An intuitive read of Scripture implies that we are in fact male and female. When we consider the basis of God’s covenantal relationship to human beings, we see that the imago Dei is comprised of both male and female. Genesis 1:28 affirms that God made them (referencing humans as image bearers) as male and female. And, while some are committed to this as an accidental feature of Scripture, it actually becomes the ground for God’s ongoing gift of life and the basis of his blessing for the world through his covenant people. The institution of marriage as the foundation for family is predicated on the complementarity of similarity and difference, which is the productive union for fruitful living (see Genesis 2:24 on the ‘one-flesh’ union). But, this theme is carried along in the wisdom literature, particularly in the Song of Solomon, picked up in the prophets like Malachi 2:14-16, which Christ re-affirms when he teaches on marriage in Matthew 19.

The fact that we are essentially male or female is an important part of the Scriptural teaching on humans. The narrative of Scripture is carried along by way of God’s covenant with Israel through the institution of marriage as the permanent, comprehensive union between males and females. More importantly, there is a theological cost to excising the gender binary as essential to what it means to be human. Our beliefs about Christ and his Bride captured at the end of time in Revelation 22 and Ephesians 5 are predicated on the gender binary in human marriage (explicated and alluded to by Paul in Ephesians, when he describes the mystery of the “one-flesh” union pointing us back to the creation narrative as a blueprint, a pointer, or, greater still, a sacramental type of Christ and his Bride).

The complementarity of similarity and difference in the male/female union provides the lens for Christ and his Bride—the Church. It is the performative act of marriage that begins with the similarity in difference that is reflected in virtually all historical liturgies. The teaching that prefigures the great marriage in Revelation 22 is found in human marriage, which gives us access to that which transcends human marriage. As Ephesians 5 picks up on the ‘one-flesh’ union of Genesis 2:24, it is this union that points us to the ‘mystery of Christ’. The similarity and difference features of the male and female gives us access to the similarity and difference in Christ and his Bride.

* **DATA BELOW**
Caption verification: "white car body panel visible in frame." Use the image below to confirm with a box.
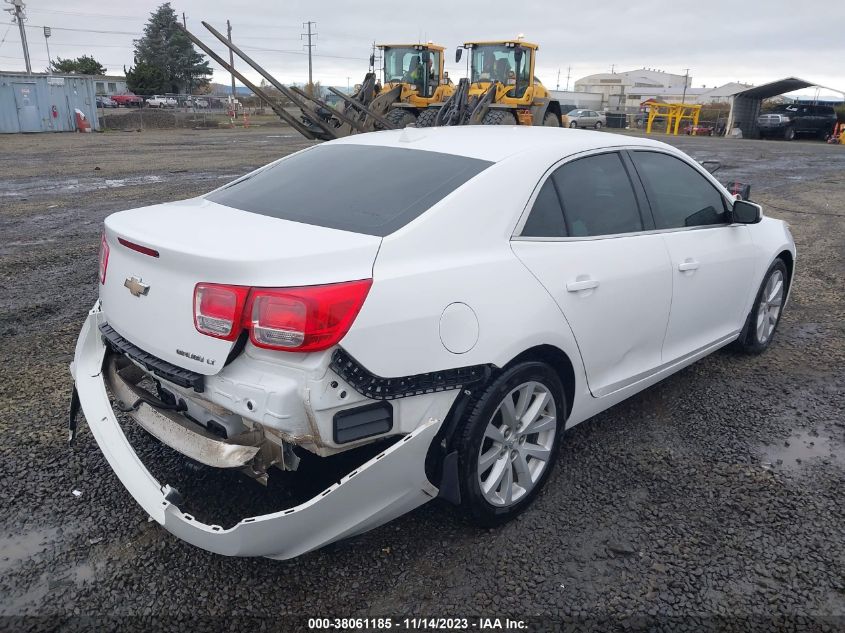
[662,225,757,360]
[72,126,795,558]
[512,234,672,394]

* **STUDY QUESTIONS**
A: From the text on male and female in Scripture, write out the part that opens with the words containing "The complementarity of similarity and difference in" and closes with "and his Bride.".
B: Carry the text on male and female in Scripture further, beginning after its last sentence.

* **TASK-BY-TASK ANSWERS**
A:
The complementarity of similarity and difference in the male/female union provides the lens for Christ and his Bride—the Church. It is the performative act of marriage that begins with the similarity in difference that is reflected in virtually all historical liturgies. The teaching that prefigures the great marriage in Revelation 22 is found in human marriage, which gives us access to that which transcends human marriage. As Ephesians 5 picks up on the ‘one-flesh’ union of Genesis 2:24, it is this union that points us to the ‘mystery of Christ’. The similarity and difference features of the male and female gives us access to the similarity and difference in Christ and his Bride.

B:
The problem with gender non-essentialism is crystalized when we consider recent revisions to the liturgy of marriage. They fail to capture complimentary as well as the similarity and difference of male and female in the Old Covenant as the image of that similarity and difference between Christ and his Bride. Just consider the revisions in the United Church of Christ’s Book of Worship and the ‘Celebration and Blessing of Marriage’. Both replace the traditional language of male and female with gender neutral language, but, here’s the problem—when one understands the central fixture of Christ and his Bride in traditional marriage ceremonies, there is a loss of the similarity and difference of which life and blessing were originally based. The parallel of ‘partner’ to ‘partner’ (as we find in some expressions) falters in relation to Christ and his Bride, and this is a significant loss.

We are, it seems, losing our grip on what it means to be human.

In an age where all aspects, once cherished and considered sacred, fundamental to our humanity are fuzzy shadows of our parent’s outdated ideas, we stand to lose something central to human flourishing.

All of this points to the simple fact that gender matters and it is not lost on a robust understanding of males and females as a central fixture of the Scriptural story. Without it, we will lose our grip on the essential Christian doctrine of Christ and his Bride—the Church.